Requisitos das tarefas:
1. Resuma em duas frases o texto sobre as faixas de A Tempestade.
2. Dê prosseguimento ao texto sobre as faixas de A Tempestade com um parágrafo que comece logo após sua última frase.

Música Ambiente traz um pedal de efeito wah wah em uma linha de fundo, com violões utilizados no momento e no tom certos, e um tom psicodélico no tema de guitarra ao final, tudo para nos contar a história de um relacionamento bom que está “marcado para morrer”. É uma faixa simples em sua mensagem, mas não chorosa. A morte aqui (a partida de um dos pares é para a morte, não para “outro lugar na Terra”) é tratada como parte de um ciclo. A camada instrumental final aglutina isso de maneira perfeita, fazendo jus ao título. Esta é, juntamente com Soul Parsifal — parceria com Marisa Monte, que mostra um outro jeito do Legião fazer música, especialmente na harmonia –, a faixa mais diferente de A Tempestade. Ouçam com atenção a voz de Renato Russo nessa música. Mesmo em tons baixos, ela está quase tão imponente como antes, um dos melhores registros desses tapes-base gravados por ele já muito doente.


Com construções rítmicas levemente diferentes, três blocos pequenos de arranjos muito bem tocados (bons momentos de violão e viola, além de uma guitarra mais pesada no bloco do meio) e uma mensagem de crítica social cheia de sentimento, Aloha é uma canção de “juventude tardia”. Ou de um homem de quase 40 anos que ainda se via, em algumas coisas, como um jovem rebelde. Hoje, a mensagem pode parecer clichê para alguns, mas ela tem significado tão simples e tão honesto que não deixa de encantar. Mas talvez, a verdadeira mensagem para a juventude tenha sido reservada para Dezesseis, que cita Janis Joplin, Led Zeppelin, Rolling Stones, Beatles e talvez traga um lamento oculto à morte de Ayrton Senna, em 1994, assim como o personagem da canção, ceifado em um acidente de carro, após “a curva fatal“. Há um coro final que fortalece o tom de música-homenagem, toda construída como um rock mais sujo que era a característica da Legião.

Dados:
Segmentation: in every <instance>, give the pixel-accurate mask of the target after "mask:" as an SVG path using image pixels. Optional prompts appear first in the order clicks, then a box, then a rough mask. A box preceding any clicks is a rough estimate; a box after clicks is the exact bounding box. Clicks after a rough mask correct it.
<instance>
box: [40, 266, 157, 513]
---
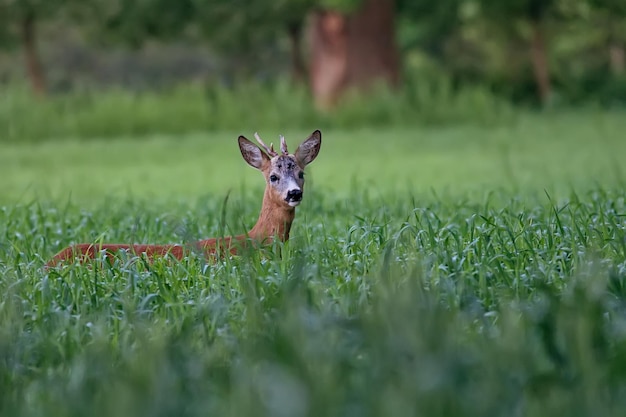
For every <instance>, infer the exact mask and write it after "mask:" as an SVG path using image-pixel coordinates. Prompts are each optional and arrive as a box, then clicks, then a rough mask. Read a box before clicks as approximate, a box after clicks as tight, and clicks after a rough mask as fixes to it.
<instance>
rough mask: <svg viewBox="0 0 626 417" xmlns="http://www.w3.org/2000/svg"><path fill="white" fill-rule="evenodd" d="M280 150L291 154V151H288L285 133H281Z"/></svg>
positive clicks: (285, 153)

Respostas do exercício:
1. Música Ambiente, com pedal wah wah, violões e um tema psicodélico de guitarra ao final, conta a história de um relacionamento bom “marcado para morrer” e trata a morte como parte de um ciclo, com a voz de Renato Russo ainda quase tão imponente como antes. Aloha é uma canção de “juventude tardia” com mensagem de crítica social, enquanto Dezesseis, que cita Janis Joplin, Led Zeppelin, Rolling Stones e Beatles, traz um coro final que fortalece seu tom de música-homenagem.

2.
Uma dica: ao ouvir Mil Pedaços, façam uma vez sem um dos lados do fone e depois troquem, para perceber a participação discreta, mas muito bela do cello na segunda metade, a percussão leve do final e, claro, o caráter de uma balada de amor aos moldes românticos da banda. Uma peça acústica realmente tocante.

Já em 1º de Julho, que é uma demo — infelizmente! -, o tom é outro. A faixa foi composta para Cássia Eller, que a gravou no seu álbum de 1994. A força vocal do cantor aqui é grande e limpa, porque a demo foi gravada, juntamente com Carlos Trilha, nas sessões de The Stonewall.

A tríade que finaliza o fisco é para tocar o coração do mais duro dos humanos. Esperando Por Mim tem uma linha de baixo e teclados melancólicos e alguns canais de violões muito inspiradores, dando a base de uma despedida para familiares e amigos. O cantor anuncia o fim de um ciclo e Dado caprichou muito na produção da faixa, condição que não vemos tanto na instrumentalização (cadê a verdadeira bateria dessa faixa?) de Quando Você Voltar, apesar de a letra e a voz de Renato Russo valeram a pena. Não é nem de longe uma canção ruim, é que se colocarmos frente à produção de todas as outras, acaba se tornando um pouco acomodada demais.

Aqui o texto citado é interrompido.